Buddy Landel, a future NWA National Heavyweight Champion, got his start with All-Star Championship Wrestling. The young wrestler initially lived with Bob Roop and his wife in Knoxville. After ASW merged with ICW, Landell and female wrestler Donna Day slept in the front window of Savage's gym in Lexington. All-Star's limited exposure on television, however, was blamed for keeping other younger wrestlers from being noticed by the bigger promotions.

===Association with International Championship Wrestling===
Soon after declaring war on Fuller, All-Star found an ally in Angelo Poffo and his outlaw promotion International Championship Wrestling based in Lexington, Kentucky. Poffo had been feuding with NWA promoter Jerry Jarrett and the Continental Wrestling Association in Memphis and was looking to gain a foothold in Tennessee. The two groups shared talent and co-promoted shows in the Knoxville area. One of these shows, "Battle Against Muscular Dystrophy", was held at the Chilhowee Park Amphitheater on August 8, 1980. Half of the money raised at the event was donated to the Muscular Dystrophy Association. They also collaborated on a weekly television series, "International All-Star Wrestling", which gave All-Star significant television exposure in Kentucky. Poffo's sons, Lanny Poffo and Randy Savage, were regularly featured on All-Star shows with Savage defending the ICW Heavyweight Championship against Knoxville challengers. Many former All-Star wrestlers later joined the Poffo's after the promotion ceased operations in Knoxville. Ronnie Garvin, Bob Roop and Bob Orton, Jr. became minority owners after the merger with ICW.

- **Task instructions**
• a. Answer these questions using the passage on All-Star Championship Wrestling:
(i) In which city did Buddy Landel first live with Bob Roop and his wife?
(ii) Where and on what date was "Battle Against Muscular Dystrophy" held?
(iii) Who became minority owners after the merger with ICW?
• b. In the passage on All-Star Championship Wrestling, replace "initially" with "first" and write out the stretch from "Buddy Landel, a" to "the bigger promotions.".
• c. Write the next paragraph of the passage on All-Star Championship Wrestling, picking up after its final sentence.
These entries were drawn from a separate source.

- **Object location annotation data**
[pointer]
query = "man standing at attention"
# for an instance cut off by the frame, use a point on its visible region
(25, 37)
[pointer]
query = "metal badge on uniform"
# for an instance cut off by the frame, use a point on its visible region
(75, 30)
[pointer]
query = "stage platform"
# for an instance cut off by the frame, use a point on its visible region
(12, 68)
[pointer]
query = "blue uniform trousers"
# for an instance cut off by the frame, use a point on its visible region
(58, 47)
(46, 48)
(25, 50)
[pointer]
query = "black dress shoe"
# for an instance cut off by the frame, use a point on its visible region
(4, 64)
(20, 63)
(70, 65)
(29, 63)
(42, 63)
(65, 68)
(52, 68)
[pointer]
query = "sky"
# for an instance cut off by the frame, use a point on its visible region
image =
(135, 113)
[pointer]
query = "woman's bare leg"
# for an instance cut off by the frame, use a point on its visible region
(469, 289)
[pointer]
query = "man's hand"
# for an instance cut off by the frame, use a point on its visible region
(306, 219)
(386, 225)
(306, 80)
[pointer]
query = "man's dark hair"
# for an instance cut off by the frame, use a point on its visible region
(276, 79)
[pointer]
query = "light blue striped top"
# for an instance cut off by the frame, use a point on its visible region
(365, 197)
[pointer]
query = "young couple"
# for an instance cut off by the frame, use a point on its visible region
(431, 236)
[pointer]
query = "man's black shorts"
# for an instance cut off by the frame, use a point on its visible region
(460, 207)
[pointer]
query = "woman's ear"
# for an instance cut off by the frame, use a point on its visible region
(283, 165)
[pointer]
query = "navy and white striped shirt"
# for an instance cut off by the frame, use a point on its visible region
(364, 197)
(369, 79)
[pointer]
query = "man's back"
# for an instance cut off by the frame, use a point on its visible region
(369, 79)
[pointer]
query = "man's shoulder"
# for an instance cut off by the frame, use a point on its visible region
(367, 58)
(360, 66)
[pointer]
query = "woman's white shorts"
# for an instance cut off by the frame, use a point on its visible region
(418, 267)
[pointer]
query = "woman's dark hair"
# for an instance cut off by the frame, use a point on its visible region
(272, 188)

- **Final results**
• a.
(i) Knoxville
(ii) At the Chilhowee Park Amphitheater on August 8, 1980
(iii) Ronnie Garvin, Bob Roop and Bob Orton, Jr.

• b.
Buddy Landel, a future NWA National Heavyweight Champion, got his start with All-Star Championship Wrestling. The young wrestler first lived with Bob Roop and his wife in Knoxville. After ASW merged with ICW, Landell and female wrestler Donna Day slept in the front window of Savage's gym in Lexington. All-Star's limited exposure on television, however, was blamed for keeping other younger wrestlers from being noticed by the bigger promotions.

• c.
===Demise===
All-Star had achieved a rare win over an NWA-affiliated promotion. It proved to be a Pyrrhic victory however, as the promotional war burned out many wrestling fans and effectively killed the Knoxville territory. Jim Cornette believed negative press coverage during this period was largely responsible. It would be five years before it became profitable to run pro wrestling in the city. Eastern Championship Wrestling, a
short-lived "outlaw" group, held shows at John Sevier Elementary School in the immediate aftermath of the war. Other promotions unsuccessfully attempted to take over the region during this period including, most notably, Georgia Championship Wrestling and Jim Crockett Promotions. All-Star struggled in the months following Fuller's departure and eventually merged with ICW in May 1980. Ronnie Garvin, Bob Roop and Bob Orton, Jr. became minority owners after the All-Star/ICW merger. Boris Malenko opted to leave Knoxville and established his own "outlaw" group, Sun Belt Wrestling, in Jacksonville, Florida in early 1981. The Poffos continued their war against NWA promoter Jerry Jarrett and the Continental Wrestling Association in Memphis which did not end until ICW's close in 1984.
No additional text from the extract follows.